Cmm pipeline woes

For the last 4 months I have been working on improving compilation of intermediate Cmm language used by GHC. Recently I am noticing some recurring problems in design of the Cmm pipeline.

Cmm

I already mentioned in my earlier post that Cmm is a low-level language, something between C and assembly. Cmm is produced from another intermediate language, STG. A single Cmm procedure is represented as a directed graph. Each node in a graph is a Cmm Block of low level instructions. Exactly one Cmm Block in a graph is an entry point – a block from which the execution starts when procedure represented by a graph is called. Most Cmm Blocks in a graph have at least one successor, that is node(s) to which control flows from a given Cmm Block. A Cmm Block may not have a successor if it is a call to another procedure, i.e. it passes flow of control to another Cmm graph. Each Cmm Block consists of a linear list of Cmm Nodes. A Cmm Node represents a single Cmm instruction like store to a register, conditional jump or call to a function.

Pipeline

Cmm representation produced by the STG -> Cmm pass is incomplete. For example operations on the stack are represented in an abstract way. It is also far from being optimal as it may contain lots of empty blocks or control flow paths that will never be taken. That’s why we have Cmm pipeline. It takes Cmm representation produced by the code generator1 and applies a series of transformations to it. Some of them are mandatory (like stack layout), while others perform optimisations and are completely optional. Here’s a rough overview of the pipeline:

  1. Control Flow Optimisations. Optimises structure of a graph by concatenating blocks and omitting empty blocks.
  2. Common Block Elimination (optional). Eliminates duplicate blocks.
  3. Minimal Proc-point set. Determines a minimal set of proc-points2.
  4. Stack Layout. Turns abstract stack representation into explicit stack pointer references. Requires proc-point information computed in step 3. Creates stack maps.
  5. Sinking pass (optional). Moves variable declarations closer to their usage sites. Inlines some literals and registers in a way similar to constant propagation.
  6. CAF analysis. Does analysis of constant-applicative forms (top-level declarations that don’t have any parameters). CAF information is returned by the Cmm pipeline together with optimized Cmm graph.

**Prompt a:**
From the records, reproduce the lines verbatim, starting at the line containing "obj: yellow placard | fmt: x1,y1 -> x2,y2" and ending at the line containing "4,368 -> 46,404", both included.

Stored dataset entries:
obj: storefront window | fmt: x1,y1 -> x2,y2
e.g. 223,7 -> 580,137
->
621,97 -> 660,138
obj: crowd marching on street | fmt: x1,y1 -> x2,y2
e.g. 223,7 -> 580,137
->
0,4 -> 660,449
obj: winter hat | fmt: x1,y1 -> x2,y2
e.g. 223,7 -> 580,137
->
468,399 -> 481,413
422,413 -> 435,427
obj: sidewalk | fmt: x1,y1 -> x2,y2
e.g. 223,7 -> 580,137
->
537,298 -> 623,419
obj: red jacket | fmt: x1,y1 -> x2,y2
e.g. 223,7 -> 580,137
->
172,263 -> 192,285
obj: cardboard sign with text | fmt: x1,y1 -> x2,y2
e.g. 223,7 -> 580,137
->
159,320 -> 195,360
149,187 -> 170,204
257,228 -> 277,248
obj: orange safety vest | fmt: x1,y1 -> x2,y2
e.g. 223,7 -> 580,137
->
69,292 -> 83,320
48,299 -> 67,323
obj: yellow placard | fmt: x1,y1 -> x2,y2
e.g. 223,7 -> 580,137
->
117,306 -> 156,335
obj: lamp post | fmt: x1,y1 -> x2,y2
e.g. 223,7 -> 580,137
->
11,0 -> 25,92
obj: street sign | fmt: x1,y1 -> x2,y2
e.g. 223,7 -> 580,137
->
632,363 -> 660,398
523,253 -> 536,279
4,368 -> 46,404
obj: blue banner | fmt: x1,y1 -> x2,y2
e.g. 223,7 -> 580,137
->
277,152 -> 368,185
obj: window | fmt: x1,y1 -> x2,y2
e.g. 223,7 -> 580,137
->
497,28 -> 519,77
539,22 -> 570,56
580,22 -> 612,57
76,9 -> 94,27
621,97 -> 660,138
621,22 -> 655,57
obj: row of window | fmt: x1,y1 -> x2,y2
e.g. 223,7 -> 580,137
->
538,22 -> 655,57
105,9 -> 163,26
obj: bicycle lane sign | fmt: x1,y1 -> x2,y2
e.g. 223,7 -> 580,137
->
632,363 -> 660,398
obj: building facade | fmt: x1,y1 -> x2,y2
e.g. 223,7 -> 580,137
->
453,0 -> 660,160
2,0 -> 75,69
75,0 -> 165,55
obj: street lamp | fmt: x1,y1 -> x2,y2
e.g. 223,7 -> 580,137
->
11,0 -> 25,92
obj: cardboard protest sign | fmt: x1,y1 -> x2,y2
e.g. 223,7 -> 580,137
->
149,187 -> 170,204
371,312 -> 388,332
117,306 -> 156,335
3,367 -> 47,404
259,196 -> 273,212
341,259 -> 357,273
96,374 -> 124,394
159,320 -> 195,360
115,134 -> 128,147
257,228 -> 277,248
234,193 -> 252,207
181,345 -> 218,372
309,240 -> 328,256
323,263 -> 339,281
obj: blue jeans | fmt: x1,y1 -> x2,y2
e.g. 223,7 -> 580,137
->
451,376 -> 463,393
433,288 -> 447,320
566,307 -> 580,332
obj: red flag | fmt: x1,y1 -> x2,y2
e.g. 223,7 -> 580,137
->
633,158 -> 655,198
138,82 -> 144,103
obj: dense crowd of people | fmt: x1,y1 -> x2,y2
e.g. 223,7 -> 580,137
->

**Prompt b:**
In the post about the Cmm pipeline, which step of the pipeline creates stack maps?

**Correct answer a:**
obj: yellow placard | fmt: x1,y1 -> x2,y2
e.g. 223,7 -> 580,137
->
117,306 -> 156,335
obj: lamp post | fmt: x1,y1 -> x2,y2
e.g. 223,7 -> 580,137
->
11,0 -> 25,92
obj: street sign | fmt: x1,y1 -> x2,y2
e.g. 223,7 -> 580,137
->
632,363 -> 660,398
523,253 -> 536,279
4,368 -> 46,404

**Correct answer b:**
Stack Layout, step 4 of the pipeline, creates stack maps.